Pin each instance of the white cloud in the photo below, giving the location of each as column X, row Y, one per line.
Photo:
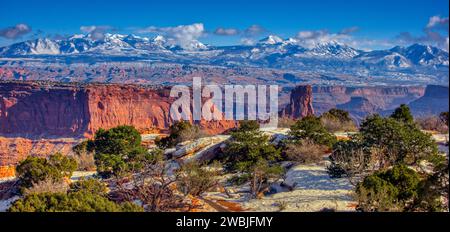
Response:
column 437, row 21
column 247, row 41
column 435, row 33
column 254, row 30
column 15, row 32
column 182, row 35
column 96, row 32
column 226, row 31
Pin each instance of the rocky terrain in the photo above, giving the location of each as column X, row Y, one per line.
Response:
column 130, row 58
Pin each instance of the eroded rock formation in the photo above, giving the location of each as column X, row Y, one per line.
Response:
column 300, row 103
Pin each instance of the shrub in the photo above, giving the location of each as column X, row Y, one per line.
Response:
column 444, row 117
column 71, row 202
column 391, row 190
column 84, row 156
column 47, row 186
column 350, row 158
column 285, row 122
column 398, row 142
column 262, row 175
column 403, row 114
column 432, row 123
column 118, row 151
column 90, row 185
column 247, row 146
column 195, row 179
column 179, row 132
column 305, row 152
column 311, row 128
column 376, row 194
column 33, row 170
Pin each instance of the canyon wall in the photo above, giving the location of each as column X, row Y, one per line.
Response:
column 360, row 101
column 40, row 118
column 35, row 110
column 300, row 103
column 433, row 102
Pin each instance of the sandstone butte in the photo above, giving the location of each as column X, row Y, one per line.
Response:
column 41, row 118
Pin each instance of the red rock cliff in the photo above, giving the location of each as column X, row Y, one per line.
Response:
column 300, row 104
column 57, row 110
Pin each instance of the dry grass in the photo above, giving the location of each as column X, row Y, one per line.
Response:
column 47, row 186
column 334, row 125
column 85, row 161
column 285, row 122
column 305, row 152
column 432, row 123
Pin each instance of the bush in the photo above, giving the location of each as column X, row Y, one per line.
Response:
column 118, row 151
column 337, row 120
column 305, row 152
column 311, row 128
column 376, row 194
column 285, row 122
column 398, row 142
column 391, row 190
column 71, row 202
column 84, row 156
column 432, row 123
column 179, row 132
column 33, row 170
column 47, row 186
column 403, row 114
column 350, row 158
column 262, row 175
column 195, row 179
column 247, row 146
column 90, row 185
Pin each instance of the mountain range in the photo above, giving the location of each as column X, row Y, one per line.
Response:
column 427, row 63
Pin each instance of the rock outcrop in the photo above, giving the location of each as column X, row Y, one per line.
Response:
column 360, row 101
column 433, row 102
column 56, row 110
column 40, row 119
column 300, row 103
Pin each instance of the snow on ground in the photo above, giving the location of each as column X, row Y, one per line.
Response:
column 313, row 191
column 4, row 204
column 82, row 174
column 6, row 179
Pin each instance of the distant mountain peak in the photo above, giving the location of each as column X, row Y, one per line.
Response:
column 271, row 39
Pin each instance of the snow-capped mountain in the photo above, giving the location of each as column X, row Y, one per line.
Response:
column 333, row 49
column 270, row 52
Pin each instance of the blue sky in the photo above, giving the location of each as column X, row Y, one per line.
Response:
column 372, row 24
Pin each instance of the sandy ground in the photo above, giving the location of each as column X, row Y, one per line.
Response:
column 313, row 191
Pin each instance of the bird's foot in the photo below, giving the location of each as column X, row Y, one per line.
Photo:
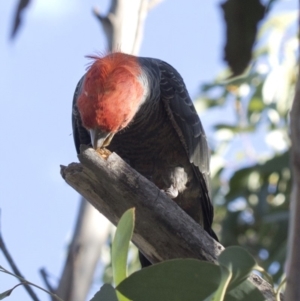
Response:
column 171, row 192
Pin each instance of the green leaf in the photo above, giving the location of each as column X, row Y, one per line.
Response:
column 226, row 275
column 174, row 280
column 106, row 293
column 120, row 247
column 239, row 262
column 246, row 291
column 256, row 104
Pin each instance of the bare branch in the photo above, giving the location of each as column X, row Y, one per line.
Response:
column 123, row 25
column 162, row 230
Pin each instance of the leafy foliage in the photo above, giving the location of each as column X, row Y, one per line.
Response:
column 251, row 177
column 180, row 279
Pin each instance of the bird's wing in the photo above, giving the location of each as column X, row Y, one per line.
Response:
column 187, row 124
column 80, row 134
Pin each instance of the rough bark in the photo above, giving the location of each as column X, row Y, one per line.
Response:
column 293, row 259
column 162, row 230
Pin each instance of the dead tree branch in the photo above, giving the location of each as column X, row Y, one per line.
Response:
column 162, row 230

→ Stated goal
Render all the records above as a two-column CSV headed "input" and "output", one row per record, with its text and its response each in a single quoted field and line breaks replaced by spaces. Leave the pictures out.

→ Complete response
input,output
"Pin each instance of the white cloud in the photo below, giving the location of each as column X, row Y, one per line. Photo: Response:","column 437, row 21 column 247, row 41 column 435, row 33 column 254, row 30 column 15, row 32 column 182, row 35 column 96, row 32 column 226, row 31"
"Pin each instance of the rocky terrain in the photo above, giving the location of each as column X, row Y, one per line. Response:","column 130, row 58"
"Pin each instance of the eroded rock formation in the photo above, giving the location of each as column X, row Y, one per line. Response:","column 300, row 103"
"Pin each instance of the shrub in the photo above, giving the location of each as column X, row Y, one per line. Response:","column 444, row 117 column 71, row 202 column 391, row 190 column 84, row 156 column 47, row 186 column 350, row 158 column 285, row 122 column 398, row 142 column 262, row 175 column 403, row 114 column 432, row 123 column 118, row 151 column 90, row 185 column 247, row 146 column 195, row 179 column 179, row 132 column 305, row 152 column 311, row 128 column 376, row 194 column 33, row 170"
"Pin each instance of the canyon wall in the photo above, giving the location of each as column X, row Y, one per line. Response:","column 360, row 101 column 40, row 118 column 35, row 110 column 300, row 103 column 433, row 102"
"Pin each instance of the sandstone butte in the photo above, giving the location of each as column X, row Y, one per line. Response:","column 41, row 118"
"Pin each instance of the red rock cliff in the photo above, giving the location of each as column X, row Y, one per line. Response:","column 300, row 104 column 57, row 110"
"Pin each instance of the dry grass in the photo above, giving the location of each as column X, row Y, one per line. Response:","column 47, row 186 column 334, row 125 column 85, row 161 column 285, row 122 column 305, row 152 column 432, row 123"
"Pin each instance of the bush in the photo above, giving the location of each as column X, row Y, one per line. Response:","column 118, row 151 column 337, row 120 column 305, row 152 column 311, row 128 column 376, row 194 column 285, row 122 column 398, row 142 column 391, row 190 column 71, row 202 column 84, row 156 column 432, row 123 column 179, row 132 column 33, row 170 column 47, row 186 column 403, row 114 column 350, row 158 column 262, row 175 column 195, row 179 column 247, row 146 column 90, row 185"
"Pin each instance of the mountain range in the photo above, giving the location of each as column X, row Y, one per line. Response:","column 427, row 63"
"Pin each instance of the rock outcrop in the photo above, giving the location of each as column X, row Y, one per line. Response:","column 360, row 101 column 433, row 102 column 56, row 110 column 40, row 119 column 300, row 103"
"Pin each instance of the snow on ground in the photo above, giving the location of each as column X, row Y, one per line. Response:","column 313, row 191 column 4, row 204 column 82, row 174 column 6, row 179"
"Pin each instance of the distant mountain peak in the photo above, giving the location of each as column X, row Y, one per line. Response:","column 271, row 39"
"Pin each instance of the snow-capped mountain in the photo above, giving the location of each as column X, row Y, one per line. Response:","column 333, row 49 column 270, row 52"
"Pin each instance of the blue sky in the photo above, giving the location of each as column X, row Y, one per line. Response:","column 372, row 24"
"Pin each instance of the sandy ground in the photo above, giving the location of each as column X, row Y, one per line. Response:","column 313, row 191"
"Pin each instance of the bird's foot in the photo below, giving the location of each as column X, row Y, one per line. Photo: Response:","column 171, row 192"
"Pin each instance of the green leaf in the photo above, giving the location of each as column X, row Y, one per line. Response:","column 226, row 275 column 174, row 280 column 106, row 293 column 120, row 247 column 239, row 262 column 246, row 291 column 256, row 104"
"Pin each instance of the bare branch in the photo above, giving the location of each as column X, row Y, one per line. Response:","column 123, row 25 column 162, row 230"
"Pin each instance of the leafy foliage in the photo above, giving the location of each as column X, row Y, one per line. Response:","column 251, row 177 column 180, row 279"
"Pin each instance of the bird's wing in the photo above, giving the location of each as column X, row Y, one per line. Response:","column 187, row 124 column 80, row 134"
"Pin each instance of the rough bark in the photo above, giving the location of each as column X, row Y, one per line. Response:","column 293, row 259 column 162, row 230"
"Pin each instance of the dead tree branch in the photo above, giving the location of each as column X, row Y, one per line. Response:","column 162, row 230"